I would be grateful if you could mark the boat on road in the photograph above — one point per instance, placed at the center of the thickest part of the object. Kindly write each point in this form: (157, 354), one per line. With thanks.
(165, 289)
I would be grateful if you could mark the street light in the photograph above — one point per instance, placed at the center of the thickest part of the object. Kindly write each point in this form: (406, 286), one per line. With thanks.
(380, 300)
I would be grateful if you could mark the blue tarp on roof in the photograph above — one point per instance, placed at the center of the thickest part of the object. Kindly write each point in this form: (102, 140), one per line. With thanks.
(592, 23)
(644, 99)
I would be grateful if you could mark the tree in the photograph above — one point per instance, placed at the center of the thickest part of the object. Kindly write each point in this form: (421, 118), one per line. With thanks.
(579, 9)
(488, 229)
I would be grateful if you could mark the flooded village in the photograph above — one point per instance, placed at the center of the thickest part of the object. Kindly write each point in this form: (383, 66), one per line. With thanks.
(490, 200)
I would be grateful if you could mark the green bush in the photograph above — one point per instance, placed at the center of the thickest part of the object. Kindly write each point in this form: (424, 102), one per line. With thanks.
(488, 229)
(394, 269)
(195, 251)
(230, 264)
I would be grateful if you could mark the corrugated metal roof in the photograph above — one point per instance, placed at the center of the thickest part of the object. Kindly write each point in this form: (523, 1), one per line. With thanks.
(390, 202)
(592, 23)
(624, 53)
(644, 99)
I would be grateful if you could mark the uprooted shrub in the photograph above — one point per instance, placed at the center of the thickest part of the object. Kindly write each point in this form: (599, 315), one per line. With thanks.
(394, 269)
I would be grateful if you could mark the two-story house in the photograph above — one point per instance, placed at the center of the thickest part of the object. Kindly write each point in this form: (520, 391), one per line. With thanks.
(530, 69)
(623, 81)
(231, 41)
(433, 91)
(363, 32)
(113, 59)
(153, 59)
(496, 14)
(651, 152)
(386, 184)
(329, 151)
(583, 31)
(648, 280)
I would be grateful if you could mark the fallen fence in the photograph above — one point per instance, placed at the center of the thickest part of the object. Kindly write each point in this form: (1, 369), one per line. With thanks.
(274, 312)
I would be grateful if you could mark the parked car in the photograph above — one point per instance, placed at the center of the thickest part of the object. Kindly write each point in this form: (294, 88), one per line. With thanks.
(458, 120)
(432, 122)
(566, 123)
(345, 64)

------------------------------

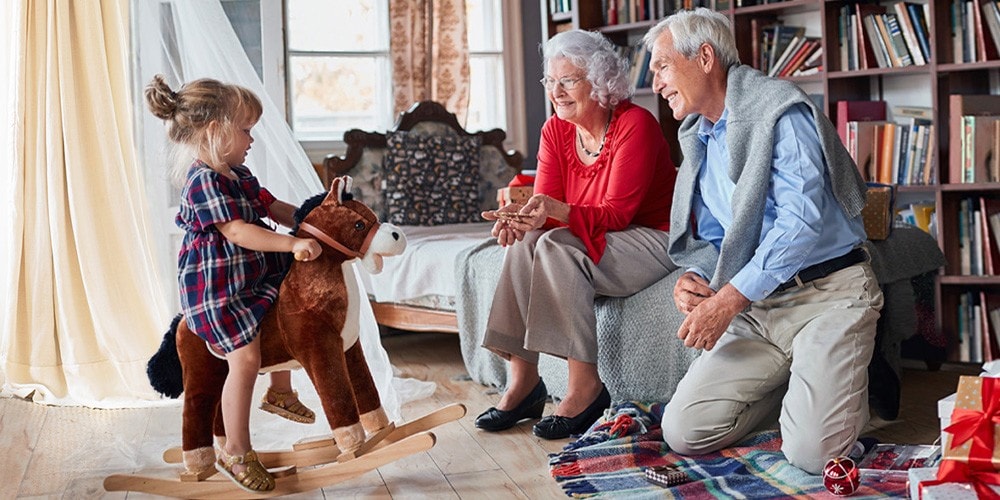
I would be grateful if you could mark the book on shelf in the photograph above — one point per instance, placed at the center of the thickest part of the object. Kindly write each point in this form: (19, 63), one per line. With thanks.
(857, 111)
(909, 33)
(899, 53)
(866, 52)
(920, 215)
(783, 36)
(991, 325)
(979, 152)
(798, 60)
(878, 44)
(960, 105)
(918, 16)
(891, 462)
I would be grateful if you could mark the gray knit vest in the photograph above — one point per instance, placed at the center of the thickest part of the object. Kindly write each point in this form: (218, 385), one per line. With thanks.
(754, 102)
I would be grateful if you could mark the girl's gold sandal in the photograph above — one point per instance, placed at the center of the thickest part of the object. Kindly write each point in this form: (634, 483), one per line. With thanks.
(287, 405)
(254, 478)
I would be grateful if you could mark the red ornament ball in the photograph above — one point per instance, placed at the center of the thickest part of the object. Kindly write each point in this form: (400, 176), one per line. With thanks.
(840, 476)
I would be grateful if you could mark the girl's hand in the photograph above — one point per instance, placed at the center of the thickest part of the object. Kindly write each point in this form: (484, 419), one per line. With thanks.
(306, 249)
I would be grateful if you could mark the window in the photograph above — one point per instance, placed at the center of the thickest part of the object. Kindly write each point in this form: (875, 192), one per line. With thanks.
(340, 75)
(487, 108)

------------------------------

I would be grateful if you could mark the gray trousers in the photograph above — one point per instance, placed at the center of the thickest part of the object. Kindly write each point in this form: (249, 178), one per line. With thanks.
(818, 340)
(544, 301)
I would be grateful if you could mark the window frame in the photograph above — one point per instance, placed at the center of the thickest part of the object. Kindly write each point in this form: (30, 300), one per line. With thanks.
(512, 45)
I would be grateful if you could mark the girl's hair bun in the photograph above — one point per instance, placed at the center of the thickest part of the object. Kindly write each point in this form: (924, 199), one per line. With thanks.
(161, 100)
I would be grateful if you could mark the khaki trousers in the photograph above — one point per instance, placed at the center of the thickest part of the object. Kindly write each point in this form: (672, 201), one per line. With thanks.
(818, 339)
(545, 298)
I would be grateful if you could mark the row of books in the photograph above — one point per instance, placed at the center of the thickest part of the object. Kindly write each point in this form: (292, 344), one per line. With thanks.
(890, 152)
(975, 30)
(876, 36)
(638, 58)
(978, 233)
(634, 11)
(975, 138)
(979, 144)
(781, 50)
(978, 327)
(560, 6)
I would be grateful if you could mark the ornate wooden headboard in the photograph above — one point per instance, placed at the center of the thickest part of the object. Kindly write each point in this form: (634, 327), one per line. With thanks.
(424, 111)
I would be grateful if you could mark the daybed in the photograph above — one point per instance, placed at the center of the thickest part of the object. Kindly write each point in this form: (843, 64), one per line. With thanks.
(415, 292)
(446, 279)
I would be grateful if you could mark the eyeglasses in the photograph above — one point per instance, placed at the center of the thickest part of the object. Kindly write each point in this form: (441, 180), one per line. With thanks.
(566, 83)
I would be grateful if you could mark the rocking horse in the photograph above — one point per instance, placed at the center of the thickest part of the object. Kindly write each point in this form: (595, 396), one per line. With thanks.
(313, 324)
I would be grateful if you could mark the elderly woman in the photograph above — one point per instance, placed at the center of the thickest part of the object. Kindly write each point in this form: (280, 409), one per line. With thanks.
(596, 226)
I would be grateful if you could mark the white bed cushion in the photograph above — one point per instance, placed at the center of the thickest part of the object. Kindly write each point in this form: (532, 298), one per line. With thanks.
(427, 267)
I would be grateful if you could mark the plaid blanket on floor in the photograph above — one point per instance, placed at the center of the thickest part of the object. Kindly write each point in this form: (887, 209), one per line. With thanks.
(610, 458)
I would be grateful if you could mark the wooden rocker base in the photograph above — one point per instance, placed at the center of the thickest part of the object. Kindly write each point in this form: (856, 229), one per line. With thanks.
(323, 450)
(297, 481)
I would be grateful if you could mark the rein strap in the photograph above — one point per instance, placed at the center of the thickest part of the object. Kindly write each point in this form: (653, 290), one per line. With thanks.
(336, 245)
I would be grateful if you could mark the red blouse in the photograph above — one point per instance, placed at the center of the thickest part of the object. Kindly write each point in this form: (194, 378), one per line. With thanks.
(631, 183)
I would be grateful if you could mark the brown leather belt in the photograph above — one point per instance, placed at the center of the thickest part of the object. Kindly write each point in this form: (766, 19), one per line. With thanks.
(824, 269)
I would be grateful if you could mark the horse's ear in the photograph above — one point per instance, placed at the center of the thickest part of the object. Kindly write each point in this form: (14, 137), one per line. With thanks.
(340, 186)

------------------------------

Please pick out every line of the entries above that contains the word "girl", and copy each one. Case counts.

I would be grateful if you could mark the girl's gold sandal in the photograph above — one point per instance, placed at the center of the thickest part of the object. Kindly write each point in this form: (634, 483), one per line. With thanks.
I would be grateful if you could mark the girl's hand in the photograph above — one point per instance, placed at the center of the thickest part of the object. Kindly write each point in this form: (484, 419), one per line. With thanks.
I would be grateful if you could mark the girl's hair bun in the photograph above — one point per instance, placed at the center of the thickest part of the object. Kindly write each point in this form: (924, 199), one per line. With thanks.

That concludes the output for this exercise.